> [Directions for this task]: Reproduce every one of the following items word for word, without changing any line.

> [Data provided]:
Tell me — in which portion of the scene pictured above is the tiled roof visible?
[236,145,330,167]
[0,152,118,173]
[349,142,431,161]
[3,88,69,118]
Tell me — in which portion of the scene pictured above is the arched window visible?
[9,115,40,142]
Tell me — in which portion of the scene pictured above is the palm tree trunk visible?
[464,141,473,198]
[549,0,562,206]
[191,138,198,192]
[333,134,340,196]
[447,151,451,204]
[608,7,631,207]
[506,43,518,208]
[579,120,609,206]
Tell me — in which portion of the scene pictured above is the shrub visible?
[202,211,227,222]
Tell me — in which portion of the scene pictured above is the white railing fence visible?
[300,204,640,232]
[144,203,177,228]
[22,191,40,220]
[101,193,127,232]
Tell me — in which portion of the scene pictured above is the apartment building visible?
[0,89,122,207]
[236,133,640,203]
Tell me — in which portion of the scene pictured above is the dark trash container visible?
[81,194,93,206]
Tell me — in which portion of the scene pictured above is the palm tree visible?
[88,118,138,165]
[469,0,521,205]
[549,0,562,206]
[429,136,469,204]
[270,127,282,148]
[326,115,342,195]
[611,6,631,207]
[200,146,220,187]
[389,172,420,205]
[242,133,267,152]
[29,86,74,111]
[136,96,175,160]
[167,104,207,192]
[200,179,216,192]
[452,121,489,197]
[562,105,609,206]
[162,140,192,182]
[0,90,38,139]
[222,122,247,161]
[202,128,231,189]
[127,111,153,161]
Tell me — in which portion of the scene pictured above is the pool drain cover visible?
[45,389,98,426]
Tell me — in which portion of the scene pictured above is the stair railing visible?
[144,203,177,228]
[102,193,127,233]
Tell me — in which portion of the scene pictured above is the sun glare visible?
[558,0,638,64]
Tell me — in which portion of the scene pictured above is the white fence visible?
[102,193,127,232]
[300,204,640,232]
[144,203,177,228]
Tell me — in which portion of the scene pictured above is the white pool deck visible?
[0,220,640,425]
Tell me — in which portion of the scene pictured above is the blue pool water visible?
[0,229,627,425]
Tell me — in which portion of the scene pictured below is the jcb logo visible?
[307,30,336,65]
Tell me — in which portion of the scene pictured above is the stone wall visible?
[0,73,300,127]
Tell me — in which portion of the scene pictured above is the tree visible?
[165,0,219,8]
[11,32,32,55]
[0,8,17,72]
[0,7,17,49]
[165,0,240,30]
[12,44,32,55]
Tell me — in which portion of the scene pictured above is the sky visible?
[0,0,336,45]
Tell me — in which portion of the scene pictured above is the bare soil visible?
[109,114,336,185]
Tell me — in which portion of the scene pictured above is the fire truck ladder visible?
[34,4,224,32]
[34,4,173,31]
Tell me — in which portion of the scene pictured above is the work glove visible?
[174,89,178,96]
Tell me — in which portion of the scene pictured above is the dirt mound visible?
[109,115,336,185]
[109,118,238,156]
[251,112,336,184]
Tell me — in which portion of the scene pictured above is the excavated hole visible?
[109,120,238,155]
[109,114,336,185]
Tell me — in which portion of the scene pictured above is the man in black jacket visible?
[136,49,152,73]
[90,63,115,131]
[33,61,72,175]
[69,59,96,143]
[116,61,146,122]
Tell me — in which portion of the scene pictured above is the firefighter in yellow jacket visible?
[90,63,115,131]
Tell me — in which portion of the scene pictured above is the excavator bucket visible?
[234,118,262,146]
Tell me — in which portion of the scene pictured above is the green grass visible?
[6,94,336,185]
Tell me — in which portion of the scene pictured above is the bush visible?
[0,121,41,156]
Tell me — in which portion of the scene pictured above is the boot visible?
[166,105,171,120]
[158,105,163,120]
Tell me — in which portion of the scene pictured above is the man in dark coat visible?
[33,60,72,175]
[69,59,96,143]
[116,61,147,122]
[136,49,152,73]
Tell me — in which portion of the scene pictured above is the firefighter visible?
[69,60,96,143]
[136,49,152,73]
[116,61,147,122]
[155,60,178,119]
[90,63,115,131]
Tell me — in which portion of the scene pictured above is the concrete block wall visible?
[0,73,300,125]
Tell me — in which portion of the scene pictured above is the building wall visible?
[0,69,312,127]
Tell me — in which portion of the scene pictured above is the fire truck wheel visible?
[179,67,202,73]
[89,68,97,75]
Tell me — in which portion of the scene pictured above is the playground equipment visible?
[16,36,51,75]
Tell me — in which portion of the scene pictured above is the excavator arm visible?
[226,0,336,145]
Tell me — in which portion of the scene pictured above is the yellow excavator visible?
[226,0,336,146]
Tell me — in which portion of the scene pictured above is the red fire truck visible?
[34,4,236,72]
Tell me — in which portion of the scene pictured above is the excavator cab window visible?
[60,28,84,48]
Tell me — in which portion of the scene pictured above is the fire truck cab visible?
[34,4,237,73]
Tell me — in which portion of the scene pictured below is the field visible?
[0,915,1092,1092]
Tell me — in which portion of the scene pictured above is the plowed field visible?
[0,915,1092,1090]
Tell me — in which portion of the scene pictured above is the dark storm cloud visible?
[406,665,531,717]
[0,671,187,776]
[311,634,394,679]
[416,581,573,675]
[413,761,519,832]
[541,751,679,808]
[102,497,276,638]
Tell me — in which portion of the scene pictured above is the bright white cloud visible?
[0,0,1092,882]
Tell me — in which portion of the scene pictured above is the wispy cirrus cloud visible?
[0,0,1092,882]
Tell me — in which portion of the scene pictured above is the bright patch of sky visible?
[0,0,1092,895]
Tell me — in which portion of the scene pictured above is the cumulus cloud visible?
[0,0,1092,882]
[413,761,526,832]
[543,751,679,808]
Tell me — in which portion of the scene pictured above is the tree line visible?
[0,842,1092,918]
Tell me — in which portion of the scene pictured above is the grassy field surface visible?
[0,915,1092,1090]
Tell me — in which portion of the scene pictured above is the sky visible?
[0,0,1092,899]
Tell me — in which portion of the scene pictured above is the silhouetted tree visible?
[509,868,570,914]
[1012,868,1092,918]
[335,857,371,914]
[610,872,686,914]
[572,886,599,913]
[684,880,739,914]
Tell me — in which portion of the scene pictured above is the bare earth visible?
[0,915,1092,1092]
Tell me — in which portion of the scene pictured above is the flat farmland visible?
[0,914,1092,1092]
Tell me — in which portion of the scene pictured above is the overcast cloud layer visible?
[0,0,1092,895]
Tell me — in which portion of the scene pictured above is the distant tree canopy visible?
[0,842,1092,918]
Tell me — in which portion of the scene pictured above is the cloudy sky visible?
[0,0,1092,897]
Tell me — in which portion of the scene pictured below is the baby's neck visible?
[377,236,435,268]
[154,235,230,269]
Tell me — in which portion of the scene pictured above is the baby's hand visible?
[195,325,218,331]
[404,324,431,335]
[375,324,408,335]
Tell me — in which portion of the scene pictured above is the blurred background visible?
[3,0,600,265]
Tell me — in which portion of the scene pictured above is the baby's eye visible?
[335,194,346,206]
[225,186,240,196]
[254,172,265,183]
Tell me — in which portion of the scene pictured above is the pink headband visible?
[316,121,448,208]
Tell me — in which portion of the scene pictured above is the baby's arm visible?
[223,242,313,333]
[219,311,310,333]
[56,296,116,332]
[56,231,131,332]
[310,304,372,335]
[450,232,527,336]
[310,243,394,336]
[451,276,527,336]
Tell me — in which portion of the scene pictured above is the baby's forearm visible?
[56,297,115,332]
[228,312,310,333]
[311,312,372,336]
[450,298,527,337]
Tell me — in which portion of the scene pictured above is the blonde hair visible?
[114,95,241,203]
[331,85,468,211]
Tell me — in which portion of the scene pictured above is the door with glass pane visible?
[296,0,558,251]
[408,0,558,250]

> [Written answer]:
Tell me — in which portion of the scene pictured above is the tiled roof visible?
[236,145,330,167]
[0,152,118,173]
[349,142,431,161]
[3,88,69,118]
Tell me — in which portion of the scene pictured above is the arched window visible?
[9,115,40,142]
Tell me — in which portion of the scene pictured above is the palm tree trunk visible?
[464,141,473,198]
[549,0,562,206]
[191,138,198,192]
[333,134,340,196]
[447,151,451,204]
[608,7,631,207]
[506,43,518,208]
[579,120,609,206]
Tell me — in which portion of the scene pictured above is the shrub visible?
[202,211,227,222]
Tell me — in which portion of the scene pictured above is the white railing fence visible?
[300,204,640,232]
[144,203,177,228]
[22,191,40,220]
[101,193,127,232]
Tell me — in which portion of the scene pictured above is the apartment building visible?
[0,89,122,207]
[236,133,640,203]
Tell me — in which portion of the scene pictured above is the dark trash container visible?
[81,194,93,206]
Tell me — in which portion of the scene pictured above is the palm tree visible?
[88,118,138,165]
[469,0,521,205]
[549,0,562,206]
[429,136,469,204]
[270,127,282,148]
[326,115,342,195]
[611,6,631,207]
[200,146,220,187]
[389,172,420,205]
[242,133,267,152]
[29,86,74,111]
[136,96,175,160]
[167,104,207,192]
[200,179,216,192]
[452,121,489,197]
[562,105,609,206]
[162,140,192,182]
[0,90,38,139]
[222,122,247,161]
[202,128,231,189]
[127,111,153,161]
Tell me — in which portion of the scene pictured above is the pool drain cover visible?
[45,389,98,426]
Tell me — in which portion of the scene pictured above is the stair railing visible?
[144,203,177,228]
[102,193,127,233]
Tell me — in which portion of the scene pictured above is the sun glare visible?
[558,0,638,64]
Tell me — in which portion of the scene pictured above is the white fence visible?
[102,193,127,232]
[300,204,640,232]
[144,203,177,228]
Tell me — in which portion of the scene pictured above is the white pool deck visible?
[0,220,640,425]
Tell me — in which portion of the scene pictured above is the blue pool water visible?
[0,229,627,425]
Tell me — in which portion of the scene pictured below is the jcb logo visible?
[307,30,336,65]
Tell me — in which portion of the scene pictured above is the stone wall visible?
[0,73,300,127]
Tell me — in which portion of the scene pictured above is the tree visible?
[165,0,219,8]
[11,32,32,55]
[0,8,17,72]
[0,7,17,49]
[165,0,240,30]
[12,44,32,55]
Tell me — in which portion of the scene pictured above is the sky visible?
[0,0,336,45]
Tell me — in which portion of the scene pictured above is the bare soil visible?
[109,114,336,185]
Tell me — in which portion of the scene pictured above is the fire truck ladder visible?
[34,4,224,32]
[34,4,173,31]
Tell me — in which portion of the scene pictured above is the work glove visible?
[174,89,178,96]
Tell me — in which portion of the scene pictured above is the dirt mound visible?
[109,115,336,185]
[109,118,238,156]
[251,112,336,184]
Tell me — in which portion of the scene pictured above is the excavated hole visible?
[109,120,238,155]
[109,114,336,185]
Tell me — in which portion of the scene pictured above is the man in black jacket visible?
[136,49,152,73]
[90,63,115,131]
[33,61,72,175]
[69,59,96,143]
[116,61,146,122]
Tell me — in which portion of the scene pictured above is the firefighter in yellow jacket visible?
[90,63,115,131]
Tell me — in which portion of the scene pictured above is the excavator bucket visible?
[234,118,262,146]
Tell me — in which portion of the scene pictured above is the green grass visible?
[6,94,336,185]
Tell me — in which portion of the scene pictured above is the bush visible?
[0,121,41,156]
Tell me — in which portion of the scene pictured above is the boot visible?
[166,105,171,120]
[158,105,163,120]
Tell me — in which portion of the scene pictured above is the man in dark coat visible?
[33,60,72,175]
[69,59,96,143]
[116,61,147,122]
[136,49,152,73]
Tell me — in which portion of the scene pictured above is the firefighter visible?
[69,60,96,143]
[136,49,152,73]
[116,61,147,122]
[155,60,178,119]
[90,63,115,131]
Tell me — in which portion of the scene pictured above is the concrete block wall visible?
[0,73,300,125]
Tell me — in which portion of the scene pictured above is the building wall visible?
[0,69,312,127]
Tell me — in which portion of the scene pictured above is the fire truck wheel visible?
[179,67,202,73]
[89,68,97,75]
Tell me — in which portion of the scene pictured above is the playground equipment visible?
[16,36,51,75]
Tell me — in which portion of the scene pictured above is the excavator arm visible?
[226,0,336,145]
Tell me — in which portion of the scene pictured above is the yellow excavator visible?
[226,0,336,146]
Tell me — in which portion of the scene pictured above is the red fire truck visible?
[34,4,236,72]
Tell me — in which portion of the scene pictured above is the excavator cab window visible?
[60,28,84,48]
Tell me — in which portion of the scene pictured above is the fire truck cab visible?
[34,4,237,73]
Tell me — in which portion of the scene pictured below is the field visible?
[0,915,1092,1092]
Tell me — in which portion of the scene pictured above is the plowed field visible?
[0,915,1092,1090]
Tell me — in which portion of the scene pictured above is the dark storm cloud visible?
[406,665,531,717]
[0,671,187,776]
[311,634,394,679]
[416,581,573,675]
[413,761,519,832]
[541,751,679,808]
[102,497,276,638]
Tell me — in which portion of the scene pictured above is the bright white cloud visible?
[0,0,1092,882]
Tell me — in which portion of the scene pictured above is the wispy cirrus cloud visible?
[0,0,1092,882]
Tell me — in which portion of the scene pictured above is the bright patch of sky visible?
[0,0,1092,895]
Tell me — in which portion of the scene pictured above is the cumulus cloud visible?
[0,0,1092,882]
[413,761,526,832]
[543,751,679,808]
Tell me — in which portion of the scene pictured above is the tree line visible?
[0,842,1092,918]
Tell me — in which portion of the scene pictured above is the grassy field surface visible?
[0,915,1092,1090]
Tell me — in which portion of the scene pictured above is the sky visible?
[0,0,1092,899]
Tell me — in which portion of the scene pictured above is the silhouetted tree visible?
[509,868,570,914]
[1012,868,1092,918]
[335,857,371,914]
[610,872,686,914]
[572,886,599,913]
[684,880,739,914]
Tell me — in which portion of the scene pictured above is the bare earth visible?
[0,915,1092,1092]
Tell me — in which portion of the scene pictured above is the flat farmland visible?
[0,914,1092,1092]
Tell me — in which portion of the scene pictured above is the overcast cloud layer visible?
[0,0,1092,895]
Tell me — in which portion of the scene pictured above is the distant tree canopy visible?
[0,842,1092,918]
Tell me — in which portion of the scene pictured above is the cloudy sky visible?
[0,0,1092,897]
Tell me — in which portion of the scene pictured below is the baby's neck visible?
[377,236,435,268]
[154,235,230,269]
Tell me — in which portion of the scene pictured above is the baby's hand visible?
[195,325,218,331]
[404,324,431,335]
[375,324,408,335]
Tell me — in which portion of the scene pictured above is the blurred background visible?
[3,0,600,265]
Tell me — in which portion of the scene pictured above is the baby's eye visible?
[335,194,346,206]
[225,186,240,196]
[254,172,265,183]
Tell me — in which portion of the scene pictured above is the pink headband visible?
[316,121,448,208]
Tell me — in which portion of the scene pictured above is the baby's arm visible?
[223,242,313,333]
[219,311,310,333]
[56,296,116,332]
[56,231,131,332]
[310,304,372,335]
[450,232,527,336]
[310,243,394,336]
[451,276,527,336]
Tell me — in which portion of the scene pictured above is the baby's forearm visible?
[56,297,115,332]
[228,312,310,333]
[311,312,372,336]
[450,298,527,337]
Tell me — in which portion of the scene pictured above is the blonde hair visible?
[114,95,241,203]
[331,85,468,211]
Tell me — in which portion of the scene pictured above is the door with glass pane visible?
[296,0,558,251]
[408,0,558,250]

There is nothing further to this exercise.